From the line with "Where can the pink" down to the final line of the material below, quote every line exactly and leave out all lines before it.

▶ _Items listed in a dataset_:
• • •
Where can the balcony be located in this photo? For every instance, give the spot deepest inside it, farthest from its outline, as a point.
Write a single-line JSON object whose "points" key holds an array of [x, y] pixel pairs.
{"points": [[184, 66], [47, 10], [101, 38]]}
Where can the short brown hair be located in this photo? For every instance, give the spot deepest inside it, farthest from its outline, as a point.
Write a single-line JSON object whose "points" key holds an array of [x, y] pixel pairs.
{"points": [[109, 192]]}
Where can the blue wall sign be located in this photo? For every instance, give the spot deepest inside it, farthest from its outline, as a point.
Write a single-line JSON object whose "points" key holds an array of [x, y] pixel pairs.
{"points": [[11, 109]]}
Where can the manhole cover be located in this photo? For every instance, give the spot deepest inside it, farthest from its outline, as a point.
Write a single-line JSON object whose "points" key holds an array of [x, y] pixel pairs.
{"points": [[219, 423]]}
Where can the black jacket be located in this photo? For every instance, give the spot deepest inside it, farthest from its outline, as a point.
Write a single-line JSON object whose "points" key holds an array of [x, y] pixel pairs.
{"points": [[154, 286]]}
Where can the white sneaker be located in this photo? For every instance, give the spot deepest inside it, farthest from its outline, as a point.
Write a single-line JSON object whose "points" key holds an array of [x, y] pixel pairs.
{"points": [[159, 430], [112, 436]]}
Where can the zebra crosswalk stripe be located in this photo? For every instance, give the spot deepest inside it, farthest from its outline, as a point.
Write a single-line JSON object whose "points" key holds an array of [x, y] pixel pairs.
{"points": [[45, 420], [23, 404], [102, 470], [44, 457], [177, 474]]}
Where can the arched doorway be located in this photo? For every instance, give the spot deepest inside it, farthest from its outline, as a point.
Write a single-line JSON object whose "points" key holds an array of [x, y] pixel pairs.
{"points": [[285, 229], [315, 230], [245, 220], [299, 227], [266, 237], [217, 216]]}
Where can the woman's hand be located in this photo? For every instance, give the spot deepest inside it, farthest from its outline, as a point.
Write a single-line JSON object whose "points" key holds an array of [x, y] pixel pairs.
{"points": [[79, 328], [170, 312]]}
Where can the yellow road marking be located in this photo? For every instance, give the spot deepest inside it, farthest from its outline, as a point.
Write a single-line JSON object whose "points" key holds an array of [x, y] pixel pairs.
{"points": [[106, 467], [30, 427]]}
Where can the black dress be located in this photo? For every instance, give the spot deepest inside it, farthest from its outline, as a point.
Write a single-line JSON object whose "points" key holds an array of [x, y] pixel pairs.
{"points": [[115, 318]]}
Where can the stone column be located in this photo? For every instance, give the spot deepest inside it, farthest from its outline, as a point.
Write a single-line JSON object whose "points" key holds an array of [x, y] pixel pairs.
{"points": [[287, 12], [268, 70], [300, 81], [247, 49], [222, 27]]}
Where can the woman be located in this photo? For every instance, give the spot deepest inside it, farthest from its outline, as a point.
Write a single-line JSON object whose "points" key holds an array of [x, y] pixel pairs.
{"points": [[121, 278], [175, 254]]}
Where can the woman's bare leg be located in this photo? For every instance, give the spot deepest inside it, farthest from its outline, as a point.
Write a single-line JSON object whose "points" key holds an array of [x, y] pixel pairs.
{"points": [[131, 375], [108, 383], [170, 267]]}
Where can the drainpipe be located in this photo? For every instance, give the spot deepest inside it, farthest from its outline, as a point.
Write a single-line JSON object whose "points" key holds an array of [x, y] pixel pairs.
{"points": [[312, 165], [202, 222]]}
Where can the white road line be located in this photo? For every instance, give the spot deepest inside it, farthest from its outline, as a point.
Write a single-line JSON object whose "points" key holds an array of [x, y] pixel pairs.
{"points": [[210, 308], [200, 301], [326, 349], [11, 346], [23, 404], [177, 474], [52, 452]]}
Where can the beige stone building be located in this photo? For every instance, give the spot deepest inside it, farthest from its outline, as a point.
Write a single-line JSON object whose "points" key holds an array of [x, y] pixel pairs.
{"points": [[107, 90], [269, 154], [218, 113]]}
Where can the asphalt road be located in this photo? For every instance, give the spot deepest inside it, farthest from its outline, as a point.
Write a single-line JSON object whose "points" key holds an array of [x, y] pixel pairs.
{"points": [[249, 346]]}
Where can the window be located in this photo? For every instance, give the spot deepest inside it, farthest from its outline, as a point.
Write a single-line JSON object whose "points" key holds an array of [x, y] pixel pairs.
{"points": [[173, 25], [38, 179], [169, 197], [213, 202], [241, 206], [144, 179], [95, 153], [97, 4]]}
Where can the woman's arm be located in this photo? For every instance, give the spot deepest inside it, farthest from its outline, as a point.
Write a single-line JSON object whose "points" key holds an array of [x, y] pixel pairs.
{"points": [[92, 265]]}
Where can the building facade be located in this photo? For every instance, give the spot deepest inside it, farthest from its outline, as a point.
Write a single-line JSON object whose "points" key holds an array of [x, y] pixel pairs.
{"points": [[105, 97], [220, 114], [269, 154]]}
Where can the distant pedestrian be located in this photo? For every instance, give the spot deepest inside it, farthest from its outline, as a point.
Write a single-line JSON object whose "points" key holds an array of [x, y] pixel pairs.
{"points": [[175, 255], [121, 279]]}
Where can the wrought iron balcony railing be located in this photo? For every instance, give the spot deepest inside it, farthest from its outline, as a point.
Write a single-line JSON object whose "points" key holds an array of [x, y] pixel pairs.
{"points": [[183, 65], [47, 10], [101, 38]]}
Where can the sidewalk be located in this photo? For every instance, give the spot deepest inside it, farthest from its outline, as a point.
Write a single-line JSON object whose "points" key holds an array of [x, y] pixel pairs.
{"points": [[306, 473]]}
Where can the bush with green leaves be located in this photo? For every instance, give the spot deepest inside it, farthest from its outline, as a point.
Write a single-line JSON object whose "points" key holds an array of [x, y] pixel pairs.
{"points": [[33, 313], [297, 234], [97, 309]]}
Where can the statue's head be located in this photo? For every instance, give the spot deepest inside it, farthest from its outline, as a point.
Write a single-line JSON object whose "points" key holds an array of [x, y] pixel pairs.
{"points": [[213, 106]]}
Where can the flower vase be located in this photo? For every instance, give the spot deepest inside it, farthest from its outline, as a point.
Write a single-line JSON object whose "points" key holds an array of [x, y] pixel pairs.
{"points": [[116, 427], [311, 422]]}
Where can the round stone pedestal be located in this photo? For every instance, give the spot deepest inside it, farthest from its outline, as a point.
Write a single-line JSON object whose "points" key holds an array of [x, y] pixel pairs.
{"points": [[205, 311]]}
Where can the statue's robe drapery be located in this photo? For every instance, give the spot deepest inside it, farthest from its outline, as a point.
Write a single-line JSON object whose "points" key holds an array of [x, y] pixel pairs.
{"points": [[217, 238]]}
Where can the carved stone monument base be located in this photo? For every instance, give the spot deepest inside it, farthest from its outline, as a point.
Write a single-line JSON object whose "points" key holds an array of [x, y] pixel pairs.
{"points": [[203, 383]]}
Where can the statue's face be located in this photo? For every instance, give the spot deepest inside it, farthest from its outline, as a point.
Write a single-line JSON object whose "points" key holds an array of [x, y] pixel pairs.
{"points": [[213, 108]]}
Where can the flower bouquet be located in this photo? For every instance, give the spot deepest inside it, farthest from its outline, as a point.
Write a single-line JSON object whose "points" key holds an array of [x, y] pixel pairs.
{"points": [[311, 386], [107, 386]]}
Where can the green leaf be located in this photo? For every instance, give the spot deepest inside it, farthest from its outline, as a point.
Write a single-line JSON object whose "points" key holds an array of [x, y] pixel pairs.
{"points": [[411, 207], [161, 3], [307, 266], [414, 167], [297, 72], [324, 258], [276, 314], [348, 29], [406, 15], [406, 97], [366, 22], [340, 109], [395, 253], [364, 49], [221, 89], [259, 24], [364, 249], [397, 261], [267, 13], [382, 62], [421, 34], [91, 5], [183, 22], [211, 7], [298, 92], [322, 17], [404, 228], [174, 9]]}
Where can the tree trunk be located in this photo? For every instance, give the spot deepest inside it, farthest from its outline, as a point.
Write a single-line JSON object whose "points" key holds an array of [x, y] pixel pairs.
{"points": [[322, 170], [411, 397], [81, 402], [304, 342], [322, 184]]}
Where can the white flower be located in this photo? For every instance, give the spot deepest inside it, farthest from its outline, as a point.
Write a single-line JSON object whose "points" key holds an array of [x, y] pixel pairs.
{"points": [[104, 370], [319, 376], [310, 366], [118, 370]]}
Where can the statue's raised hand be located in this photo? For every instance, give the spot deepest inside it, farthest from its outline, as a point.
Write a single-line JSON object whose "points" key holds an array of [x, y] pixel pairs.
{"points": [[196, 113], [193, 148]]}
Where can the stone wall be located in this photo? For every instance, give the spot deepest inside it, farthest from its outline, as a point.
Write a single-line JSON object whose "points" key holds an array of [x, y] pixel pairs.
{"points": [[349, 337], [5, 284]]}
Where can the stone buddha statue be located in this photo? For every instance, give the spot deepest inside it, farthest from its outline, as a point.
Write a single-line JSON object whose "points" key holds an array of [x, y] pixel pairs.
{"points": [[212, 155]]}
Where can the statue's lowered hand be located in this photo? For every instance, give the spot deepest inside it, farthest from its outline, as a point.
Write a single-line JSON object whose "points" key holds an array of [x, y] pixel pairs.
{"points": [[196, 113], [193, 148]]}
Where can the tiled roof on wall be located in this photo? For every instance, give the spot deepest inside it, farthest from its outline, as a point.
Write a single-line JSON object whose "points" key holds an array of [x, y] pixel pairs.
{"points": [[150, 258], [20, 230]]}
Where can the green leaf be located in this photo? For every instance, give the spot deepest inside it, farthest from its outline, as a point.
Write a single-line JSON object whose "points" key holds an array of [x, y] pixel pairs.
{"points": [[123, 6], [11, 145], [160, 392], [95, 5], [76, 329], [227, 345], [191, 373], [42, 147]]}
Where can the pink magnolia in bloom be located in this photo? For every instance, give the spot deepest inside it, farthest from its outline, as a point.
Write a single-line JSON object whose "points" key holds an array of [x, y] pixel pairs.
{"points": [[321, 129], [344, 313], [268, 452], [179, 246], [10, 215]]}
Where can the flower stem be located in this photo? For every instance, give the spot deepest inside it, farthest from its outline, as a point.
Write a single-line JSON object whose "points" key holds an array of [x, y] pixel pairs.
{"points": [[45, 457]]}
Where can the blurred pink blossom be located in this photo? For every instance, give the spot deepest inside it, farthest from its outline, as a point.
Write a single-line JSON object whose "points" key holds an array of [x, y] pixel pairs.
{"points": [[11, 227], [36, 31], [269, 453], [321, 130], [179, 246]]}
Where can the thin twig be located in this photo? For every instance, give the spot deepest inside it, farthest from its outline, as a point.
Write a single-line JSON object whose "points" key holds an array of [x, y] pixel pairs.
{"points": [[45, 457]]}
• • •
▶ _Written answer_:
Where can the pink magnolia in bloom be located in this photo? For every instance, give the spot deepest inside it, farthest from its outline, as a point.
Write a single-line JSON object whose "points" key holds an array of [x, y] pixel pairs.
{"points": [[321, 129], [344, 313], [268, 452], [179, 246], [10, 215]]}
Where can the flower stem be located in this photo? For every instance, give the spot deepest inside it, farthest from its outline, as a point.
Write a single-line JSON object whose "points" key holds an array of [x, y] pixel pairs.
{"points": [[45, 457]]}
Where can the blurred pink blossom be located in this photo? For every instance, give the spot deepest inside it, farthest from its outline, as a point.
Write a single-line JSON object whose "points" key holds an array of [x, y] pixel pairs.
{"points": [[11, 227], [36, 31], [269, 453], [321, 130], [179, 246]]}
Where can the thin twig be located in this photo? For every instance, give the spot deepest inside it, farthest from its outline, as a point.
Write a single-line JSON object whose "points" key holds an array of [x, y] pixel pairs.
{"points": [[45, 457]]}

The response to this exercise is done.